This week, Japan took a historic step in tackling the global threat of mercury: it joined the Minamata Convention on Mercury. The treaty is named after the Japanese fishing town of Minamata, where one of the world’s worst mercury poisoning disasters killed about 1,700 people in the 1950s. A survivor once told me how her father and many others suffered spasms and died. No one knew why – until it was discovered that they were poisoned by mercury that a chemicals factory had dumped into the bay.
Mercury remains a serious health threat today. Globally, an estimated 1,960 tons of mercury are released into the air, water, and soil every year. Mercury’s biggest use is in artisanal and small-scale gold mining, where the metal is mixed into the ground ore to form an amalgam with gold. The gold-mercury amalgam is then held over a flame so the mercury burns off – turning into toxic vapor – and the raw gold is left behind. I have spoken to many adults and children in Ghana, the Philippines, Tanzania, and Mali who worked with mercury, unaware that the metal can cause brain damage, other illness, and even death.
The Minamata Convention aims to protect people and the environment from the harms of this substance. It requires governments to tackle mercury use in mining by introducing mercury-free gold processing techniques, ending particularly harmful uses of mercury, and providing special protections for children who might otherwise be exposed. It also calls for testing and treatment of mercury-related health conditions.
Marked by the lessons from the Minamata disaster, Japan has played a leading role in the negotiations leading to the mercury treaty.
To honor the victims of Minamata, Japan should now take the lead in preventing further mercury pollution in Japan and worldwide. It should do so by phasing out mercury in its own industries and by providing technical assistance to poorer countries that seek to phase out mercury in mining or test mercury exposure.

▶ [Data to examine]:
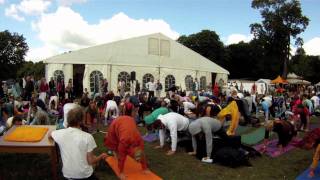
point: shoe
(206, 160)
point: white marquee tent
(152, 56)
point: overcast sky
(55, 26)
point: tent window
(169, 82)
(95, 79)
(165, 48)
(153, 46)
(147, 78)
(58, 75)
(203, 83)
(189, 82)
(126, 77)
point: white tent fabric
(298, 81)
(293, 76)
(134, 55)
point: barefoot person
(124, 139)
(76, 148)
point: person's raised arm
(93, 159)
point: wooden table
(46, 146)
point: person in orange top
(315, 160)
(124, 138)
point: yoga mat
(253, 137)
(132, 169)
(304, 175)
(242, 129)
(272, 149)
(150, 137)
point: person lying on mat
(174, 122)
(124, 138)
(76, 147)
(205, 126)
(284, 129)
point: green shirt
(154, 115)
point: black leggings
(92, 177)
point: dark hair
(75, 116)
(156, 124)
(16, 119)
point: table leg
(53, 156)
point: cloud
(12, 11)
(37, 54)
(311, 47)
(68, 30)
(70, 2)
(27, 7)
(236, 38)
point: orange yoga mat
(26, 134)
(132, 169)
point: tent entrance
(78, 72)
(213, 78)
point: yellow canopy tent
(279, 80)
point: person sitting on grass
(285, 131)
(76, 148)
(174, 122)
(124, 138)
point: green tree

--

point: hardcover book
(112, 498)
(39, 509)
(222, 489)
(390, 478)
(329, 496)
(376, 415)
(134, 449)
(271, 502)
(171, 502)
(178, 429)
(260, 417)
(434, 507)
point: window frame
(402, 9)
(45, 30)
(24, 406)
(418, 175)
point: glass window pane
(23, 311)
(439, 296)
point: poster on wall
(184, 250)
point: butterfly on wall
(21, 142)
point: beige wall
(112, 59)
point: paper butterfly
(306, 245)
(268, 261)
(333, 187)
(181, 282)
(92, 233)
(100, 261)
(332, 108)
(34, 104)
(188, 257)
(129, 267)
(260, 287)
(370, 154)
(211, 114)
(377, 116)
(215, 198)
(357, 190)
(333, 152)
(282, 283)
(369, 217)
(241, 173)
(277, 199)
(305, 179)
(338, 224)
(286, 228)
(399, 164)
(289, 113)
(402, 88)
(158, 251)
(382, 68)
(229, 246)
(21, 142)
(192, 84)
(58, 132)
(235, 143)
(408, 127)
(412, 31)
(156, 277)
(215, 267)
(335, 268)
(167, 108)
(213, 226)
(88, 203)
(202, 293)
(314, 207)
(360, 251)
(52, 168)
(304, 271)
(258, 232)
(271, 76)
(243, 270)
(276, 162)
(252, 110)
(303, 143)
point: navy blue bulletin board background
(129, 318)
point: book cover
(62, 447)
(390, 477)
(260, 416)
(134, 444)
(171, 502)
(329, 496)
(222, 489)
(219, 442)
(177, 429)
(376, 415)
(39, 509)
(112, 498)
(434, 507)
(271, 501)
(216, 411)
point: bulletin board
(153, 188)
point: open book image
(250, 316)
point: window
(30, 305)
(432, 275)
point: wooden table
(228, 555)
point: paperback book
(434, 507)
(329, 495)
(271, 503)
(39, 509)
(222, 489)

==

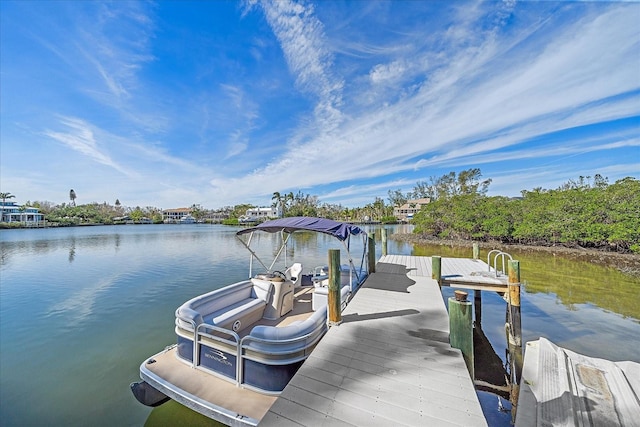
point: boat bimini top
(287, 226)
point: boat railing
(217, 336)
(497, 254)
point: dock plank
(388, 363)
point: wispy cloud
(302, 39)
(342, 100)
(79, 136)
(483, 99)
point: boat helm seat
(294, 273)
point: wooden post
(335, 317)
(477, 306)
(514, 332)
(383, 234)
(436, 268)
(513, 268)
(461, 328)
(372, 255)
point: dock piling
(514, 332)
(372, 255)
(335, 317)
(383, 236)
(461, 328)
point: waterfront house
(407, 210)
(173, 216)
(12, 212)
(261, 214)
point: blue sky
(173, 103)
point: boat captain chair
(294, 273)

▶ [Task brief]: Could you reproduce the mercury text between "To honor the" and "test mercury exposure.", inclusive, replacing "technical assistance" with "technical support"?

▶ [Your response]:
To honor the victims of Minamata, Japan should now take the lead in preventing further mercury pollution in Japan and worldwide. It should do so by phasing out mercury in its own industries and by providing technical support to poorer countries that seek to phase out mercury in mining or test mercury exposure.